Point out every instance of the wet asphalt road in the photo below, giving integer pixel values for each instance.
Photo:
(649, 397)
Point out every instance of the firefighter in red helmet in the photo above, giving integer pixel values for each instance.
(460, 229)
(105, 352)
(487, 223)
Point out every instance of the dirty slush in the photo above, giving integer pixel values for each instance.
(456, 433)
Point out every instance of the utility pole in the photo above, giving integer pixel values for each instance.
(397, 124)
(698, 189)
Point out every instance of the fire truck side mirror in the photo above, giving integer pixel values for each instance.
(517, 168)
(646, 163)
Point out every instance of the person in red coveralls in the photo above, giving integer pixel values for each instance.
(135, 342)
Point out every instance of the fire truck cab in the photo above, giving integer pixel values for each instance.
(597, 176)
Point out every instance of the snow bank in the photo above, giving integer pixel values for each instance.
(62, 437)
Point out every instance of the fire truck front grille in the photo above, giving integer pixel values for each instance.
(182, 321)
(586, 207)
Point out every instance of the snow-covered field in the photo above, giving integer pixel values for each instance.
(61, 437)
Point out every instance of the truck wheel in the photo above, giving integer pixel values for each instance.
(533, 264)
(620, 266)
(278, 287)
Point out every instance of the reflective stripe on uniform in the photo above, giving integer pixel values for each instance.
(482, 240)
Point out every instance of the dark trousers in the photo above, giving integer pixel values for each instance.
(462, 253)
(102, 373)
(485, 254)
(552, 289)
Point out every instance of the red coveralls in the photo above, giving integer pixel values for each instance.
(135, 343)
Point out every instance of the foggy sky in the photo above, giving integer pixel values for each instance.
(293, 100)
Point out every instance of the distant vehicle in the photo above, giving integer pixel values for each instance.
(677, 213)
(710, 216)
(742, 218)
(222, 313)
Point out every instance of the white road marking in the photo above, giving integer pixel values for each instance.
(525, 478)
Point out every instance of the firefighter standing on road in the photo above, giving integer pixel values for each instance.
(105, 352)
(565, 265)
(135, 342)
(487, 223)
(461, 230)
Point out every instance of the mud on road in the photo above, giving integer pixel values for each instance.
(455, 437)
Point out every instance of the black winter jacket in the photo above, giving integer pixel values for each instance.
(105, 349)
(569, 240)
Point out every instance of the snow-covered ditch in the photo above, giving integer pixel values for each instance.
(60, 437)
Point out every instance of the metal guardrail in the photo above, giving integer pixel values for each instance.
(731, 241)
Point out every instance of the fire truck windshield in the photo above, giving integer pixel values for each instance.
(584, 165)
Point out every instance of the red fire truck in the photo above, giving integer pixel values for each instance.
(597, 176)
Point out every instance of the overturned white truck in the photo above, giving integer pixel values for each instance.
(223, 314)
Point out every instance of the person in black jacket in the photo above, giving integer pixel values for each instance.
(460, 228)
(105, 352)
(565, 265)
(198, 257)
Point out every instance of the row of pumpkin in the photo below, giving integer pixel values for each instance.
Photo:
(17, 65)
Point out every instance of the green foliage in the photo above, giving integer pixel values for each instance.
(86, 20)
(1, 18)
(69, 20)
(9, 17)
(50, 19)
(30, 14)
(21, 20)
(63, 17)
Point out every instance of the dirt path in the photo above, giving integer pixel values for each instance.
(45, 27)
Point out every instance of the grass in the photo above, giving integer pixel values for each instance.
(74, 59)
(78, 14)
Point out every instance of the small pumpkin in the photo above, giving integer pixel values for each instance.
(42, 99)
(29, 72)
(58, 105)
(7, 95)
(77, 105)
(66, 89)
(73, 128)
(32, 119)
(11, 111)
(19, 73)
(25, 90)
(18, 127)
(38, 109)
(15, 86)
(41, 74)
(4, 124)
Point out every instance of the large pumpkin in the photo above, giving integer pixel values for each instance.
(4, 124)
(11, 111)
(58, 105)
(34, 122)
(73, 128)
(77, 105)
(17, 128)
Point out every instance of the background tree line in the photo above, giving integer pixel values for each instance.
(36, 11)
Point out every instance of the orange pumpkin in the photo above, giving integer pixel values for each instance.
──────
▶ **Requirement**:
Format the stretch of the data from the line containing "Point out every instance of the dirt path" through the last line as a JSON list of strings, one string per line, leaving out blank lines.

▶ **Right answer**:
[
  "Point out every instance of the dirt path in the photo above, giving integer pixel values for each instance.",
  "(45, 27)",
  "Point out every instance of the grass in the photo above, giving integer pixel values for each instance.",
  "(74, 59)",
  "(78, 14)",
  "Point out every instance of the small pumpkin in the photo above, giving integer pixel values for each instance.",
  "(42, 99)",
  "(29, 72)",
  "(58, 105)",
  "(7, 95)",
  "(77, 105)",
  "(66, 89)",
  "(73, 128)",
  "(32, 119)",
  "(11, 111)",
  "(19, 73)",
  "(25, 90)",
  "(18, 127)",
  "(38, 109)",
  "(15, 86)",
  "(41, 74)",
  "(4, 124)",
  "Point out every instance of the large pumpkin in the photo above, giving integer pixel values for each instance.",
  "(4, 124)",
  "(11, 111)",
  "(58, 105)",
  "(34, 122)",
  "(73, 128)",
  "(77, 105)",
  "(17, 128)",
  "Point out every instance of the background tree line in the photo above, giving integer pixel values for each instance.",
  "(36, 11)",
  "Point out every instance of the orange pumpkin in the photo above, giving integer pixel values for each instance."
]